Extracted text
###
[proofplan]
We prove existence by the direct method in finite dimensions. First we show that the feasible set is nonempty by constructing the product transport plan. Then we show that the transport polytope is a closed and bounded subset of the Euclidean space $\mathbb{R}^{m \times n}$, hence compact. Finally, the finite Kantorovich cost is a continuous linear functional, so the Weierstrass extreme value theorem gives a minimizer on the compact feasible set.
[/proofplan]
[step:Construct a feasible product plan]
Define $P^0 = (P^0_{ij}) \in \mathbb{R}^{m \times n}$ by
\begin{align*}
P^0_{ij} := a_i b_j
\end{align*}
for every $i \in \{1,\dots,m\}$ and every $j \in \{1,\dots,n\}$. Since $a_i \geq 0$ and $b_j \geq 0$, each entry satisfies $P^0_{ij} \geq 0$.
For each $i \in \{1,\dots,m\}$, using $\sum_{j=1}^{n} b_j = 1$, we compute
\begin{align*}
\sum_{j=1}^{n} P^0_{ij} = \sum_{j=1}^{n} a_i b_j = a_i \sum_{j=1}^{n} b_j = a_i.
###
The input
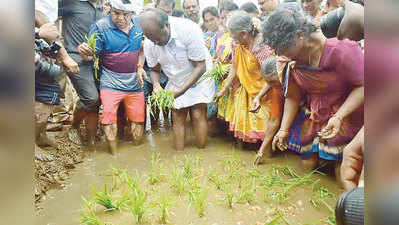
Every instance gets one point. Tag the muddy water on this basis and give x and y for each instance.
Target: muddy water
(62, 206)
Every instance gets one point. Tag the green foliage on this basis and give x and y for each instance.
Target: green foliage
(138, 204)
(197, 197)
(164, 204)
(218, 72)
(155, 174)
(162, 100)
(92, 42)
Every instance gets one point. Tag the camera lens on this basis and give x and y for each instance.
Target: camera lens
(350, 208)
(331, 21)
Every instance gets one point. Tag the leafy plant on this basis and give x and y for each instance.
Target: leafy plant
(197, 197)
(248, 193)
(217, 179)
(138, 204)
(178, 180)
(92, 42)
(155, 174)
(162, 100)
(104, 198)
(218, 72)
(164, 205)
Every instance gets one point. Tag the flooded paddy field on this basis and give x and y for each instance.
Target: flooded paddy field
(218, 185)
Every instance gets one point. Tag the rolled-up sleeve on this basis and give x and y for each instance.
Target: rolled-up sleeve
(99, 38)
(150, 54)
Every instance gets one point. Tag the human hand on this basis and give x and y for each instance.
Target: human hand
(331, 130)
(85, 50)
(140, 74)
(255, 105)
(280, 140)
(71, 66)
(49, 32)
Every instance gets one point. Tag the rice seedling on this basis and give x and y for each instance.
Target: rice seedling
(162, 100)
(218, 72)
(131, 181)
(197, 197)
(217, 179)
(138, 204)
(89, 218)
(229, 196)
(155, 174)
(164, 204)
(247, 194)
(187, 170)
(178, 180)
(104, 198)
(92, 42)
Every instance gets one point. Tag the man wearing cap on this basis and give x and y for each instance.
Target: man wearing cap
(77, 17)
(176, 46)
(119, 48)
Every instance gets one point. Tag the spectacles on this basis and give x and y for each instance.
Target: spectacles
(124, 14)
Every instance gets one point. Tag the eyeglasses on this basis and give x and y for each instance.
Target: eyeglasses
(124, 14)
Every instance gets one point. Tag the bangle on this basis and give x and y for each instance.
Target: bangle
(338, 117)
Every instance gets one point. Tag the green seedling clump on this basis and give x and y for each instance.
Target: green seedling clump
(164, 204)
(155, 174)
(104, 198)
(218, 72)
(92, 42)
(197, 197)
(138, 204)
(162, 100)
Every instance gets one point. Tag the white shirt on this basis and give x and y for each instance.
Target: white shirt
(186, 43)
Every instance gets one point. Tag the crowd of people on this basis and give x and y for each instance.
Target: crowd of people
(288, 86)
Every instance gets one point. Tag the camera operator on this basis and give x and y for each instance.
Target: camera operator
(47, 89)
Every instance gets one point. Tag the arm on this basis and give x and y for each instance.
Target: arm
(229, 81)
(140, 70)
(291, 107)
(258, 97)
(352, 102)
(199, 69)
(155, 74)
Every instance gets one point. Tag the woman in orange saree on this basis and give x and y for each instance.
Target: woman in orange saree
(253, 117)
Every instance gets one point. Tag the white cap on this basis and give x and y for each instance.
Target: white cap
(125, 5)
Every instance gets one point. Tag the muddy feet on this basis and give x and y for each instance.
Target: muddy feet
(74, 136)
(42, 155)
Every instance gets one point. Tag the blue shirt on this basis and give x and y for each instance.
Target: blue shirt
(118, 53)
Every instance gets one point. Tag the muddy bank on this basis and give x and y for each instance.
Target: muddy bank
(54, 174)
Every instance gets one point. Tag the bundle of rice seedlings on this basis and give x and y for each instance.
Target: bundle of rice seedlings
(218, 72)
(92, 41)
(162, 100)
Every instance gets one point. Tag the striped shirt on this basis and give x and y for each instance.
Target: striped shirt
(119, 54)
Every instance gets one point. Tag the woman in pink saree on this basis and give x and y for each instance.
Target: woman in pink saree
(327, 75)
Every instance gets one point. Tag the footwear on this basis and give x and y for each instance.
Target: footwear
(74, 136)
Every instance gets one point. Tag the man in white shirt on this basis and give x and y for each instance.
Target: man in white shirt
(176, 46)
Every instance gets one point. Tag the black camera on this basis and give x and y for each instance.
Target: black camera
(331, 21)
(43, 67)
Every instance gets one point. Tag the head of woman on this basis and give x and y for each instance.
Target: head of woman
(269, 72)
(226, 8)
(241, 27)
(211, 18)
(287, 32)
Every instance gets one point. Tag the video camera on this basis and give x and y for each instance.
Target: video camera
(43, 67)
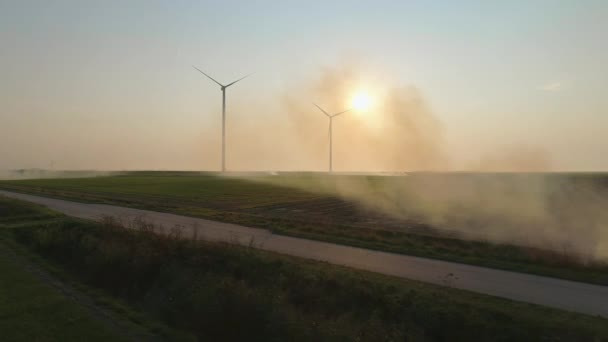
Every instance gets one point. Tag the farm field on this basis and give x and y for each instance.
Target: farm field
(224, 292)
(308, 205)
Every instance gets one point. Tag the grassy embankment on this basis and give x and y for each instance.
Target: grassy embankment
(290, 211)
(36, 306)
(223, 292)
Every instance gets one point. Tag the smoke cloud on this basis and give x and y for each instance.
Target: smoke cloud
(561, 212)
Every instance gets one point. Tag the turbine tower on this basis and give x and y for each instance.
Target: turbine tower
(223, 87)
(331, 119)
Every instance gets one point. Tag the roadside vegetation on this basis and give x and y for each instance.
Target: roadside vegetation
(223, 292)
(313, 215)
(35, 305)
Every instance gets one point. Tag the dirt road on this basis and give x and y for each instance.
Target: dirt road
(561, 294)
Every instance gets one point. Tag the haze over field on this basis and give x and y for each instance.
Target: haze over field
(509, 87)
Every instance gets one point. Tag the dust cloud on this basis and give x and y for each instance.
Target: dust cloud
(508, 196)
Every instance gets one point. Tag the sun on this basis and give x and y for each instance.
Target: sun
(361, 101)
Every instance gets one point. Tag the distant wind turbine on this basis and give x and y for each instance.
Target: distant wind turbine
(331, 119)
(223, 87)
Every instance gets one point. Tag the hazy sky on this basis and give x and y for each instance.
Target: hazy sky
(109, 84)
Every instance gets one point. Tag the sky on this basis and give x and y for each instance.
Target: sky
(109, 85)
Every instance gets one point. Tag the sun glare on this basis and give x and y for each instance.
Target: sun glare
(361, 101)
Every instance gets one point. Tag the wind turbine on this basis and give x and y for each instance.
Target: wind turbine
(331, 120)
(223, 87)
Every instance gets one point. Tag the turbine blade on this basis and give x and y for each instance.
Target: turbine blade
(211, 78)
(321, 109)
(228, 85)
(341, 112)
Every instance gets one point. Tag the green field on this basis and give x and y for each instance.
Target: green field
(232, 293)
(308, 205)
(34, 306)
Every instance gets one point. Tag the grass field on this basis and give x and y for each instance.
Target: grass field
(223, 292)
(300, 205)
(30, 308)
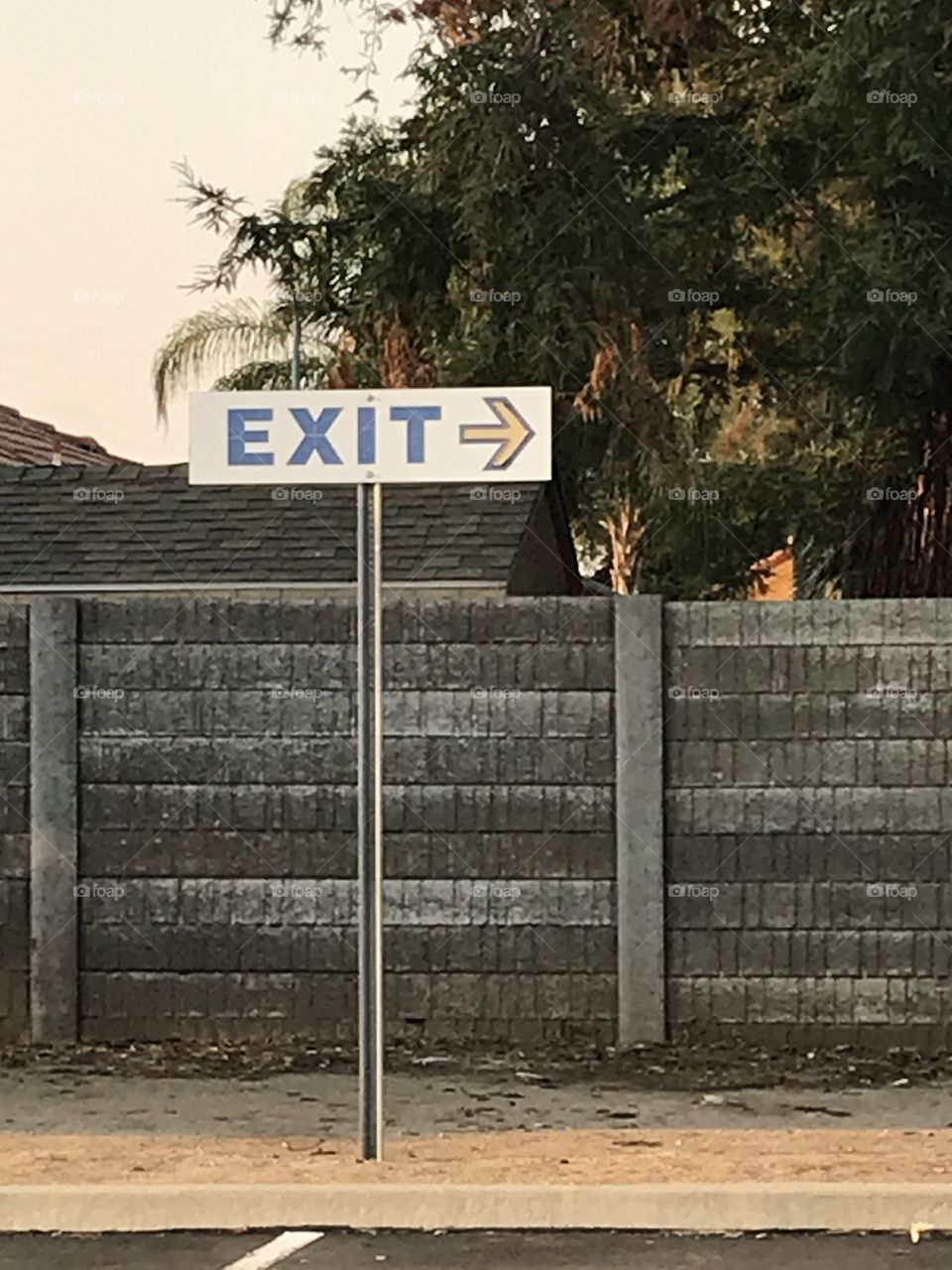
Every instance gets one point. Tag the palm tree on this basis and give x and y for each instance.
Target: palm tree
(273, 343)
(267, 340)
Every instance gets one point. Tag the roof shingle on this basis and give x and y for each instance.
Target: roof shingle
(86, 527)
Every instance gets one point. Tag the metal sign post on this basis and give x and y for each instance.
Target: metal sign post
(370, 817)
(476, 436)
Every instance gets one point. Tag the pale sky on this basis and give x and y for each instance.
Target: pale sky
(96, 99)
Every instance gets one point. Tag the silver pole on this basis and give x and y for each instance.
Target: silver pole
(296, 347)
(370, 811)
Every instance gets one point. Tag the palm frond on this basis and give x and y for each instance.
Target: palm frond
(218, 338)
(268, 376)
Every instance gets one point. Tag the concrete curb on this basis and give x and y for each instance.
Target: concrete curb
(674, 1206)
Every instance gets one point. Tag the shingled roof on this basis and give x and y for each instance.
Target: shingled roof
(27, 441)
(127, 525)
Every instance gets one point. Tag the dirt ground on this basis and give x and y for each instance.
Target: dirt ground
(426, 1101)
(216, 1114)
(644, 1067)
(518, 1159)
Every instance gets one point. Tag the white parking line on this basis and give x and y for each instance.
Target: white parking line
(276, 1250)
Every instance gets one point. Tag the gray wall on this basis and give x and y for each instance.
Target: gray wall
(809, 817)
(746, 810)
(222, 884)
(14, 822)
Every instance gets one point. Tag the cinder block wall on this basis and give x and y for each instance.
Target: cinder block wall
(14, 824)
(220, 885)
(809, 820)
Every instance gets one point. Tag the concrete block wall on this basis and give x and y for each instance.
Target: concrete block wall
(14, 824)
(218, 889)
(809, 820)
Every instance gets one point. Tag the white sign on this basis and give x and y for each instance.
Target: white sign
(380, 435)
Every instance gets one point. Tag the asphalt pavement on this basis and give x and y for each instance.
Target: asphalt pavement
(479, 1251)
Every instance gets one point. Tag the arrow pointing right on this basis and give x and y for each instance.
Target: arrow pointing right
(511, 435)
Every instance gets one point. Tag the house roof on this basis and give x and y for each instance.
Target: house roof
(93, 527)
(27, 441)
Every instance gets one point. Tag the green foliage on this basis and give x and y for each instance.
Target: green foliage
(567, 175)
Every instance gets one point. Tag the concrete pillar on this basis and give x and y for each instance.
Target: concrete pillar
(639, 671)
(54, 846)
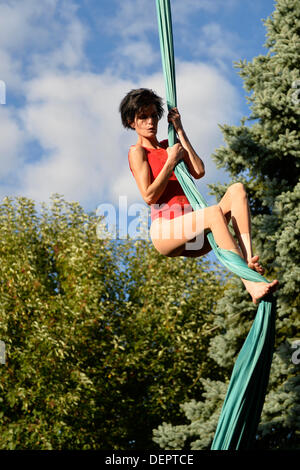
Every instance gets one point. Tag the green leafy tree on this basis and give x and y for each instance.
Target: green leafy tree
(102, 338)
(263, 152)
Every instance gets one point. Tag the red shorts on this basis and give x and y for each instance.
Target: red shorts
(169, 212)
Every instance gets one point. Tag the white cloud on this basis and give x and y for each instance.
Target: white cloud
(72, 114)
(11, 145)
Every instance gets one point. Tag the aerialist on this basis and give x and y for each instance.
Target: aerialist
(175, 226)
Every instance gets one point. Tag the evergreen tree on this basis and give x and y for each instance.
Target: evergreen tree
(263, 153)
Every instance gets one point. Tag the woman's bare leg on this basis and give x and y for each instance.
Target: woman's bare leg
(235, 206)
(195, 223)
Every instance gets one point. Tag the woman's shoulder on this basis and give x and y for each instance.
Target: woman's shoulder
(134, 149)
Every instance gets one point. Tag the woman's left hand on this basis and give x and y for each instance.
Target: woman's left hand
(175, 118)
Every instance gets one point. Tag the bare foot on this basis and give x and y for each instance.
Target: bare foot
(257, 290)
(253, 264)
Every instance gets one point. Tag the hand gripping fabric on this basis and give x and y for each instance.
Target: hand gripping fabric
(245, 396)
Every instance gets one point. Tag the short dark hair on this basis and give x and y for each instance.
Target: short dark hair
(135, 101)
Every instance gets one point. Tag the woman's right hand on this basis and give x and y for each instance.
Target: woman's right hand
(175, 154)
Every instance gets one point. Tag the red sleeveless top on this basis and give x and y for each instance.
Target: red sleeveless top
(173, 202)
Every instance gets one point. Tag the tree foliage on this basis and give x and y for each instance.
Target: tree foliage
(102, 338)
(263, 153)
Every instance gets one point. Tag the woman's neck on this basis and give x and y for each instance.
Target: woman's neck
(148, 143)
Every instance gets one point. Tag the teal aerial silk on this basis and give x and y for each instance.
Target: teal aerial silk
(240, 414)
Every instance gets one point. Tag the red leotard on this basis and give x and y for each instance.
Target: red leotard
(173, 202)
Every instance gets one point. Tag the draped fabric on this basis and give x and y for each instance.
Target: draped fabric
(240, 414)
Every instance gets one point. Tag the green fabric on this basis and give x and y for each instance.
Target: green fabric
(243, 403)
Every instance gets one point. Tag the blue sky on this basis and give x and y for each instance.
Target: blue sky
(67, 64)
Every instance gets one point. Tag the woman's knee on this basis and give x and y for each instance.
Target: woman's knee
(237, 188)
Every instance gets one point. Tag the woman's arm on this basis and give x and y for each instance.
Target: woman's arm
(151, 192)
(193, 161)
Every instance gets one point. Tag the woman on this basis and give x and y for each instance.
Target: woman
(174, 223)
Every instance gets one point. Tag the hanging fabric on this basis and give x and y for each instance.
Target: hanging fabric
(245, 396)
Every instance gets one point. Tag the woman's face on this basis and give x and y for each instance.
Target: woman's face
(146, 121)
###
Prompt A
Translate the sentence "First we show that the feasible set is nonempty by constructing the product transport plan." from the existence proof into Spanish.
Prompt B
Rewrite the stretch of the entries from the line containing "Every instance gets one point. Tag the sun glare" through the line containing "(276, 1250)", with the requests included and 52 added to every coordinate in the answers. Leave out the picture markers.

Complete answer A
Primero mostramos que el conjunto factible es no vacío construyendo el plan de transporte producto.

Complete answer B
Every instance gets one point. Tag the sun glare on this basis and give x and y for each instance.
Target: sun glare
(413, 153)
Every instance gets one point. Tag the wind turbine on this basis and give x and y for each instance.
Target: wind turbine
(383, 172)
(275, 139)
Every instance gets one point. Tag the turbine blade on this basis and give x and y for each instance.
Target: turbine blade
(263, 130)
(373, 161)
(280, 137)
(393, 164)
Every instance gets one point. Tag the green field on this basis and give x and y for each instance.
Target: green field
(284, 345)
(360, 257)
(86, 358)
Every instance gets one point. Tag the grass field on this basis and give x and y for each instance.
Target: grass field
(275, 344)
(352, 257)
(82, 360)
Every instance gets one point. Tag the palm tree on this basis and give x and y for each instance.
Target: palm tree
(325, 395)
(319, 392)
Every instance gets one point. Tag the roof shingle on this basis and give x and y for each instance.
Target: roof shingle
(138, 579)
Every instance gets one point. Tag the metal sign post on this basis and give x and y for each instance.
Target: metal sign post
(422, 869)
(528, 488)
Every instance gets one point. Tag the pale sky on this basis and give x and y for each instance.
Target: pale sky
(148, 151)
Every instance gets one point. Tag the silver pole on this basis and give x and y for each instance.
Target: silver pole
(348, 399)
(422, 863)
Every instance gets one point. Tag the palm frond on this basis and give x and y for each instance.
Target: palm frond
(270, 390)
(320, 428)
Every instance gets one point. Tag the concrete curb on this basis and give x and y for each instance.
Target: concrete curb
(726, 1258)
Every instance gets one point. Tag the shingled roof on this basis and give x and y for each instance.
Target: shingled roof
(79, 493)
(179, 577)
Every instance gets one point. Tag the dirt ground on this basis and give x and y for each instance.
Target: dirt ground
(478, 1153)
(268, 1166)
(696, 1119)
(570, 1211)
Every instance gets one point. Tag the white parking line on this basis and give x and y for each instance.
Target: white parking line
(328, 1302)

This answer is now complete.